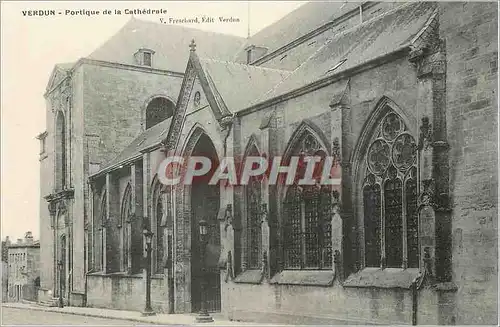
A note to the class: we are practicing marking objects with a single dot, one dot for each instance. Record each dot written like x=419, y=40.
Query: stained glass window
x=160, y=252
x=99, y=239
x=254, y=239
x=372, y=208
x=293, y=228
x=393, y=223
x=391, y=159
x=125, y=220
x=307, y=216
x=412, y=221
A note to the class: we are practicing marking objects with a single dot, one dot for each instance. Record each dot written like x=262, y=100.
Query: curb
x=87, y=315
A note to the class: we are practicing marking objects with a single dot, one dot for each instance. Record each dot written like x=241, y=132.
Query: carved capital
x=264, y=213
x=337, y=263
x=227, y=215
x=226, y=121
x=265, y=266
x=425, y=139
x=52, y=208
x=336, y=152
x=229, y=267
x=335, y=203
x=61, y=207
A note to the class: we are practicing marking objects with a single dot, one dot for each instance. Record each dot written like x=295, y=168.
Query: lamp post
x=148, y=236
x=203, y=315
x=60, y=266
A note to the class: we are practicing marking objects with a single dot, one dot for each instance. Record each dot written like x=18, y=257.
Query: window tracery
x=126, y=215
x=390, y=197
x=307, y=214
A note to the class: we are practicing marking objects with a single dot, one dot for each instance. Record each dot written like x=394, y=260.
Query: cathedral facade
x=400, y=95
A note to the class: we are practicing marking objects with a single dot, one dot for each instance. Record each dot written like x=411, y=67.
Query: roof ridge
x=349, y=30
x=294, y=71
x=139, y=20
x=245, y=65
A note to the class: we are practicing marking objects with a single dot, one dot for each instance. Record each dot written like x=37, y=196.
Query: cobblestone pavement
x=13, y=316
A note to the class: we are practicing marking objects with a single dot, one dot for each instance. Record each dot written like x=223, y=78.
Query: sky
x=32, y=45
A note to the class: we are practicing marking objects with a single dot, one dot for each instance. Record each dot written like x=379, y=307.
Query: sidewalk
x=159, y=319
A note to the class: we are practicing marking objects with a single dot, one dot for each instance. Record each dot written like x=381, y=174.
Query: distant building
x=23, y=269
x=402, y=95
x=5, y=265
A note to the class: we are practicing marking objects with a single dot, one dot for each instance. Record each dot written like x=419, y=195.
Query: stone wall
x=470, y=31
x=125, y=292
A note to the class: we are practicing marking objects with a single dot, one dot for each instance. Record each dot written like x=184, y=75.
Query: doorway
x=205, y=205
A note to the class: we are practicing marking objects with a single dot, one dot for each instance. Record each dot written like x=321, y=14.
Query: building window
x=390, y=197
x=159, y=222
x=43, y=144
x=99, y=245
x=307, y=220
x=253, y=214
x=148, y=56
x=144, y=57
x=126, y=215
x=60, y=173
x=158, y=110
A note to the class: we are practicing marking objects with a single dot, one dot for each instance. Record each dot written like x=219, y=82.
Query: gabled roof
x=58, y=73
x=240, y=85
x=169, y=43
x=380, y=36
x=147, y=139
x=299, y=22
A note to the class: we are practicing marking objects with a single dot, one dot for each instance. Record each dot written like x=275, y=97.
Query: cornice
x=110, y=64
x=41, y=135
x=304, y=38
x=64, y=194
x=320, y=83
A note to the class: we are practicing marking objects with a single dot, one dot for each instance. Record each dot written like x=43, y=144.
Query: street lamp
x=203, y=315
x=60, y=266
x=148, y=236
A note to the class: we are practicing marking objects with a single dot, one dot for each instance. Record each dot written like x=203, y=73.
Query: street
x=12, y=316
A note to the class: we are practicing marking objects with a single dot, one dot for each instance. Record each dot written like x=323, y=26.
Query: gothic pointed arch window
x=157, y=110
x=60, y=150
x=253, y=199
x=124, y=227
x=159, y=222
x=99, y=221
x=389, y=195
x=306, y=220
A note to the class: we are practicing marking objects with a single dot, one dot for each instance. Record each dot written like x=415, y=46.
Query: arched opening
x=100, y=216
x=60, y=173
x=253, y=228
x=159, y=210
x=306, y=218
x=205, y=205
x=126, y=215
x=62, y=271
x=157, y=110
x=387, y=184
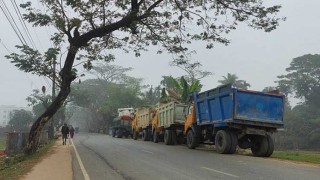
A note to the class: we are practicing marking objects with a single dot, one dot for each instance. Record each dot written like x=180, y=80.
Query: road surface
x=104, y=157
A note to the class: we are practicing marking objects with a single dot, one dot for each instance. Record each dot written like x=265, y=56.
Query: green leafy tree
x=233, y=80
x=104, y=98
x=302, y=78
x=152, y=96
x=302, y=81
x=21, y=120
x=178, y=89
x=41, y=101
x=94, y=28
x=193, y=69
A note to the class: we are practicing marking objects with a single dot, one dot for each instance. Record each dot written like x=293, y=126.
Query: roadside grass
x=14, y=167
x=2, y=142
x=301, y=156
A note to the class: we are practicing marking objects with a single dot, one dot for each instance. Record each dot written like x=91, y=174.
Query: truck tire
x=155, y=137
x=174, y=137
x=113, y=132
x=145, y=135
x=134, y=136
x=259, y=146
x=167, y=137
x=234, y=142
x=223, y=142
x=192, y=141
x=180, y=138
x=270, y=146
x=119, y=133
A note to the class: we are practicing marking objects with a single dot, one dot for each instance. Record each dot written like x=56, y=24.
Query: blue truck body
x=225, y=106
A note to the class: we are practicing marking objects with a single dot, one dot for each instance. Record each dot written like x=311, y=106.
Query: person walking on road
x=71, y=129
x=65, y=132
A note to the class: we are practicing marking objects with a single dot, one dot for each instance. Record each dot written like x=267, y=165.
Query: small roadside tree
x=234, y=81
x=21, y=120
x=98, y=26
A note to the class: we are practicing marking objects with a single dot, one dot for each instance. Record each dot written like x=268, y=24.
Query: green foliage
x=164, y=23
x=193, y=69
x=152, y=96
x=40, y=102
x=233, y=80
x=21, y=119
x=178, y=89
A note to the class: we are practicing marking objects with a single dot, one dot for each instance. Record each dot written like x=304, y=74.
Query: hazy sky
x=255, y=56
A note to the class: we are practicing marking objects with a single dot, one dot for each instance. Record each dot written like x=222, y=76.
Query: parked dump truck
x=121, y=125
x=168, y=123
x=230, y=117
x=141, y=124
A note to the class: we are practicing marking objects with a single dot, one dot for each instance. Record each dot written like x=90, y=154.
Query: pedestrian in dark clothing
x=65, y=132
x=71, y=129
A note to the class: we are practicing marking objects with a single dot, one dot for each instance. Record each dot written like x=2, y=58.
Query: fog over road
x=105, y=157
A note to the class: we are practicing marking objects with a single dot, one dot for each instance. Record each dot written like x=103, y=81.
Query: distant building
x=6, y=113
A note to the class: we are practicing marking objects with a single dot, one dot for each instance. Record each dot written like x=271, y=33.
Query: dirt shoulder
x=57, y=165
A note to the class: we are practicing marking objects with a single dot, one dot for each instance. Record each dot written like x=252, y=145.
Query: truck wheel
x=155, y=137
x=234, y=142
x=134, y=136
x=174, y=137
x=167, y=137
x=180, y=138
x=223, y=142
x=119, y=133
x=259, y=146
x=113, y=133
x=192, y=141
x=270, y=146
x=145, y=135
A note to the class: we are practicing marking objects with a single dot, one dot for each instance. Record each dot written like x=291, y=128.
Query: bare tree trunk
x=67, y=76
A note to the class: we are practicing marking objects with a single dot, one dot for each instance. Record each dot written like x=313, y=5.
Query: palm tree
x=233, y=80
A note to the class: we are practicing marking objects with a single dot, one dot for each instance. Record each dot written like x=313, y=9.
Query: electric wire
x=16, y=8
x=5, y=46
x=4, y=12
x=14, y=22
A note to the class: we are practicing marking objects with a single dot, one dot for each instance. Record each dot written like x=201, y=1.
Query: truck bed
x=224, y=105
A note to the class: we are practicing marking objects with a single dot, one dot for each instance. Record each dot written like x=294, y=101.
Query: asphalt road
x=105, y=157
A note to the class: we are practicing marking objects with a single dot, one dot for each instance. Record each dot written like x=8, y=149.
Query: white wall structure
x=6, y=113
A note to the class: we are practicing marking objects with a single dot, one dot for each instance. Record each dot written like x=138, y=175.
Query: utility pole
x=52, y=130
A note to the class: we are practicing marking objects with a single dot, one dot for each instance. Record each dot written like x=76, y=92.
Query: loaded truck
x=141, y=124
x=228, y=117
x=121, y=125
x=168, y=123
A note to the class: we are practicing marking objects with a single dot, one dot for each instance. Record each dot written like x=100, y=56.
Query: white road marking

☆ ☆ ☆ ☆

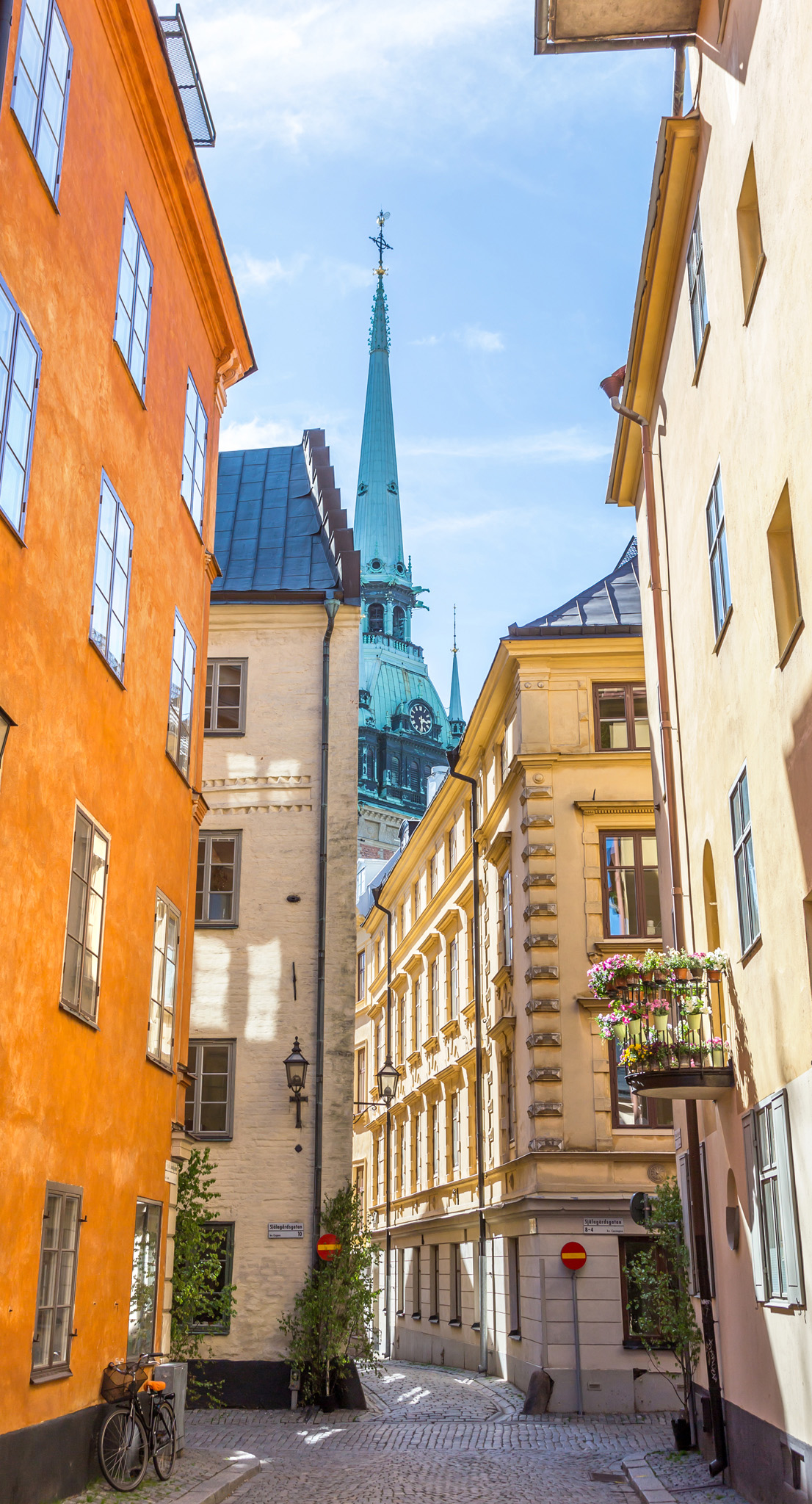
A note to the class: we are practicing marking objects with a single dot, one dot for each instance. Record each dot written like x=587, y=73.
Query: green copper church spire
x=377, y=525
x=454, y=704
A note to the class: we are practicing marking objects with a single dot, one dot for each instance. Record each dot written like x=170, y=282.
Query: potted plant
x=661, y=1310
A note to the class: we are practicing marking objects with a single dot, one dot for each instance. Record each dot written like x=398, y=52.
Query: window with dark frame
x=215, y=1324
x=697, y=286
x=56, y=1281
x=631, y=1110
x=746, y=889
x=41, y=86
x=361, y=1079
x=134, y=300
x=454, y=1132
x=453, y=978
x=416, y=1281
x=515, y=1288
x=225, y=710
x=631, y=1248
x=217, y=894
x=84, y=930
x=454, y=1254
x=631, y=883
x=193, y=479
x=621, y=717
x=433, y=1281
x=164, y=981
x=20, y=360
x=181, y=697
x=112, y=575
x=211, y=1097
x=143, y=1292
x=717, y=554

☆ ☆ ☆ ☆

◆ GIVEN TASK
Please copy the lines word for word, starting at the line that contains "like x=419, y=40." and ending with the line that contains "x=393, y=223".

◆ ANSWER TO THIS TASK
A note to the class: we are practicing marking objects with a single dot, one dot for each instance. Record each dot written like x=419, y=40.
Query: stained glass window
x=160, y=252
x=99, y=239
x=254, y=239
x=372, y=208
x=293, y=228
x=393, y=223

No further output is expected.